Instructions for the task - Please set down exactly the lines of the listing below from the line containing "Practice. Find the woman's ear" through the line containing "Practice. Find the woman's nose", both lines included, leaving out all other lines.

Source data -
==*==

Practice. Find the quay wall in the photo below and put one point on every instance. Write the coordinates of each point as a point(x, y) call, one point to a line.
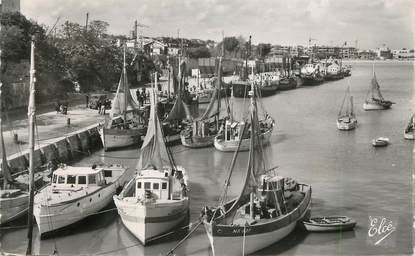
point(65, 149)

==*==

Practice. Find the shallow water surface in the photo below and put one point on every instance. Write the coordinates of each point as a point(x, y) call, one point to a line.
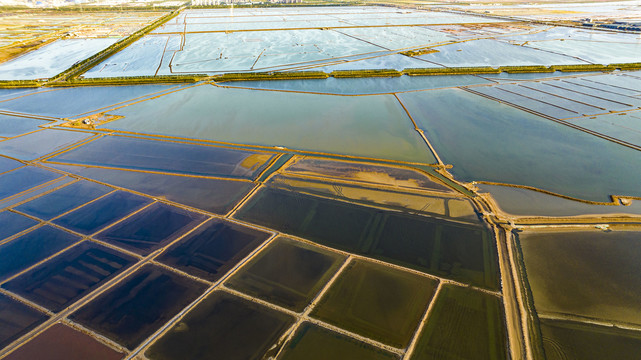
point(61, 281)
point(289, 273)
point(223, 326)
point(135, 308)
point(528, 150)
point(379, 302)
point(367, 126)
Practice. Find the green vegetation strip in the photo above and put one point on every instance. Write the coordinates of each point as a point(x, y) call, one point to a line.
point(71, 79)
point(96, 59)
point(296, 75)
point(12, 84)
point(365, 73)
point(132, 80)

==*==

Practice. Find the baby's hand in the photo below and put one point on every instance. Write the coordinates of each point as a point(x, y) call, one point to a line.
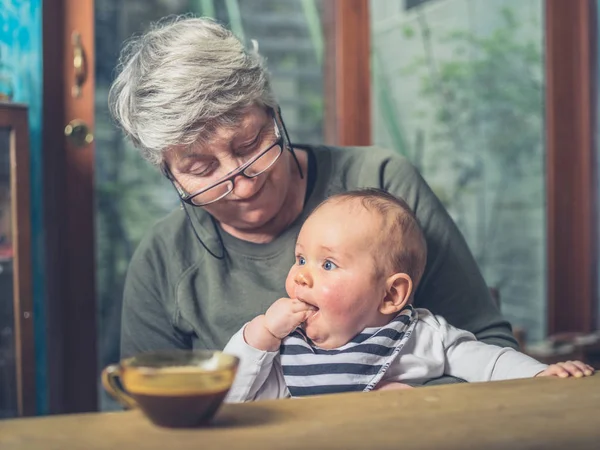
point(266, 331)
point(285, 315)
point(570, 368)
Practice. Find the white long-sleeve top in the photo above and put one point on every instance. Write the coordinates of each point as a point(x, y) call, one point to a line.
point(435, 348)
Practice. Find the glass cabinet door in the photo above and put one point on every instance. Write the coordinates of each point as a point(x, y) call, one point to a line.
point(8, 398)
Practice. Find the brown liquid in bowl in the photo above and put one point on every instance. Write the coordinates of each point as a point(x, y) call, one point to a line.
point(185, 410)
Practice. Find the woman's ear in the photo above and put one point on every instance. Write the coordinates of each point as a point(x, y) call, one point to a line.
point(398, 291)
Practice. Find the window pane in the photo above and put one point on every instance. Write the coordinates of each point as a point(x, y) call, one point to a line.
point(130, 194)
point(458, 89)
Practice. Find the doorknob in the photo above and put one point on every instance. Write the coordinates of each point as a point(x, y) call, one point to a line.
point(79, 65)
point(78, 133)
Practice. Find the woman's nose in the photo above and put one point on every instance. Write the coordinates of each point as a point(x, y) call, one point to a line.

==*==

Your solution -
Practice. Find the woman's ear in the photo above and put one point on every instance. Write the coordinates of each point as a point(x, y) call, one point to a line.
point(398, 291)
Practice. Find the window pane in the photo above and put one point on every instance. Write the coordinates of each point as a point(x, y) call, one point to a line.
point(130, 194)
point(458, 89)
Practice. Find the doorknob in the photo above and put one point on every instance. Write the coordinates of each point as a point(x, y) call, one point to a line.
point(79, 65)
point(78, 133)
Practice. Find the woman's nose in the photo above and put one point on every instance. Write the coordinates of each point as a point(x, y) call, one point to a line.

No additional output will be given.